● Page extract
It’s one thing when you’re an undergraduate student to compete with others in your cohort. It’s another when the competition also includes graduate students. And it’s still another to win.

Hope College junior Ashley Trojniak of Sterling Heights won the “Outstanding Student Poster Award” in the COLL Student Poster Contest, held during the Aug. 20–24 National Meeting and Exposition of the American Chemical Society (ACS). She was the only undergraduate selected for an award and was chosen from among about 150 presenters, most of whom were graduate students.

“Ashley is an outstanding student and undergraduate researcher who represented herself, our research and Hope College well,” said Dr. Beth Anderson, associate professor of chemistry and Trojniak’s research mentor. “Visitors to her poster assumed she was a graduate student, asking how close she was to finishing. Upon learning she was an undergraduate, they started recruiting her for grad school.”

It is the second time in three years that one or more Hope researchers have won the recognition, which is presented by the ACS’s division of Colloid and Surface Chemistry, one of 32 technical divisions of the ACS. Brandon Bowser and Monica Ohnsorg, both of who graduated in 2016, won the prize for their poster presentation in 2015. All three students were working collaboratively with Anderson.

Trojniak was honored for her poster titled “Investigating surMOF thin film growth for sensing and storage applications,” a continuation of the research on which Bowser and Ohnsorg had also worked. Anderson, Ohnsorg and senior Landon Brower of Zeeland were co-authors on the research project.

● Tasks and exercises
1. According to the poster award article, from among approximately how many presenters was Trojniak chosen?
2. Carry the poster award article forward from its final sentence.

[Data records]
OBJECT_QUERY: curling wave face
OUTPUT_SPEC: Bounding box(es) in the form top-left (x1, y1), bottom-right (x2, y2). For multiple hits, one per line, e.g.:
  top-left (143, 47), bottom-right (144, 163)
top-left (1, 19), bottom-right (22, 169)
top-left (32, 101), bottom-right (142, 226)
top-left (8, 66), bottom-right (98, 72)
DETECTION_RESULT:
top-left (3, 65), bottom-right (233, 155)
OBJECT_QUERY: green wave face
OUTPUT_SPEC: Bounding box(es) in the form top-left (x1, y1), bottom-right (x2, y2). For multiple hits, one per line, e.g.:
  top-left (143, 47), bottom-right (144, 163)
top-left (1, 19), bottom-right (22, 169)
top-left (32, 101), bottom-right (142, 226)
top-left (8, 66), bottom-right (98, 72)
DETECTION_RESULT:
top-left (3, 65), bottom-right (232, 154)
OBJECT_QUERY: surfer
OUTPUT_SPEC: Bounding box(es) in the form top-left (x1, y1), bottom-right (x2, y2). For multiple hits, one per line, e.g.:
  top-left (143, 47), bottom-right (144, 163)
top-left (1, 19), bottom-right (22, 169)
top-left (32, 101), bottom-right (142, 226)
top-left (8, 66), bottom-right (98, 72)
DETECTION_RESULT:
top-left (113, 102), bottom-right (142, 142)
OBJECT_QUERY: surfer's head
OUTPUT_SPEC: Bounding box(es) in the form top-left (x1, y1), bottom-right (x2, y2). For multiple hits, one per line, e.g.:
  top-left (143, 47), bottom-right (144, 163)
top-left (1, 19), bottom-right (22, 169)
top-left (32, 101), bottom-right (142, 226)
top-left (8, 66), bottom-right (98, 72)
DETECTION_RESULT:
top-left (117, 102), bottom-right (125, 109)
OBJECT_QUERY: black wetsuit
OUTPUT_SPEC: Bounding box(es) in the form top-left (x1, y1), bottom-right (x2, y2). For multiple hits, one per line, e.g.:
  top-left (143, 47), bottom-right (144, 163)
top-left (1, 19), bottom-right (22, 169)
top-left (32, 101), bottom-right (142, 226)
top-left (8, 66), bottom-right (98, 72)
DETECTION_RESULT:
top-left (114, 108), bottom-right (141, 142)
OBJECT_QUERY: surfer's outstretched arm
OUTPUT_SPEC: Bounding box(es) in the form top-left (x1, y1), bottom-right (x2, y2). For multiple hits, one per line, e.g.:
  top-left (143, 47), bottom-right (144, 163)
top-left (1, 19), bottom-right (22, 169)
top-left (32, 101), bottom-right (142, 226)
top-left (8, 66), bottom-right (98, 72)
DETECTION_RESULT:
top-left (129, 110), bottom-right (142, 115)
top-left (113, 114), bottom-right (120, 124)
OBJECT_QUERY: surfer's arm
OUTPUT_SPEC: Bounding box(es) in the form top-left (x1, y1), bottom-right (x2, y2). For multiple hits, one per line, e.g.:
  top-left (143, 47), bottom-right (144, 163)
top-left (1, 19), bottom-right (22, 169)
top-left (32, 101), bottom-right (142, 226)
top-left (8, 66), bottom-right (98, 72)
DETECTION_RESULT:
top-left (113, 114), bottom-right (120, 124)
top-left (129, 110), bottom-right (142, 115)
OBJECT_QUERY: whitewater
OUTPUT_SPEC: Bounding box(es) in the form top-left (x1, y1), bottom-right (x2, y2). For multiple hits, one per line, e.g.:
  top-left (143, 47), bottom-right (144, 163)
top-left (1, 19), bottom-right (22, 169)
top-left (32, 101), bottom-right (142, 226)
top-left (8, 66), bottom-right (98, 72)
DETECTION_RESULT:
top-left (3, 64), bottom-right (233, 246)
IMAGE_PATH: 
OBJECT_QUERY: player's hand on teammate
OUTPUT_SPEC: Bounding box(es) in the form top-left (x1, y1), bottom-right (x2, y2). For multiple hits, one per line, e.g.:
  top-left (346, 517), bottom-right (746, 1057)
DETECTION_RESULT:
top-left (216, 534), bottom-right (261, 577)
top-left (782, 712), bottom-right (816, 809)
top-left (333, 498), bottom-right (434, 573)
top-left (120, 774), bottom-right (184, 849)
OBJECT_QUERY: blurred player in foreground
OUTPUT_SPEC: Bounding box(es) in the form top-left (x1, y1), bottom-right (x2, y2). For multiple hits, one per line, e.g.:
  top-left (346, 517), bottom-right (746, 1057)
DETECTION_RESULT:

● Responses by item number
1. About 150 presenters, most of whom were graduate students.

2.
The research explores the fundamental formation of metal-organic frameworks (MOFs), examining how they form and behave on different surfaces to better understand how they might be used most effectively in applications such as gas storage, chemical sensing and energy storage. The research is supported by the ACS-Petroleum Research Fund and National Science Foundation.

Trojniak is a chemistry and global French studies dual major at the college, and is spending the current fall semester studying in Natnes, France. She conducted research with Anderson during the summers of 2016 and 2017 and the intervening school year. Her activities at the college have also included participating in the Day1: Watershed program, which engages freshmen in original research beginning with their arrival on campus.

The American Chemical Society is the world’s largest scientific society, with nearly 157,000 members. The National Meeting and Exposition featured thousands of presentations on new discoveries in science, on topics including food and nutrition, medicine, health, energy, the environment and other fields in which chemistry plays a central role.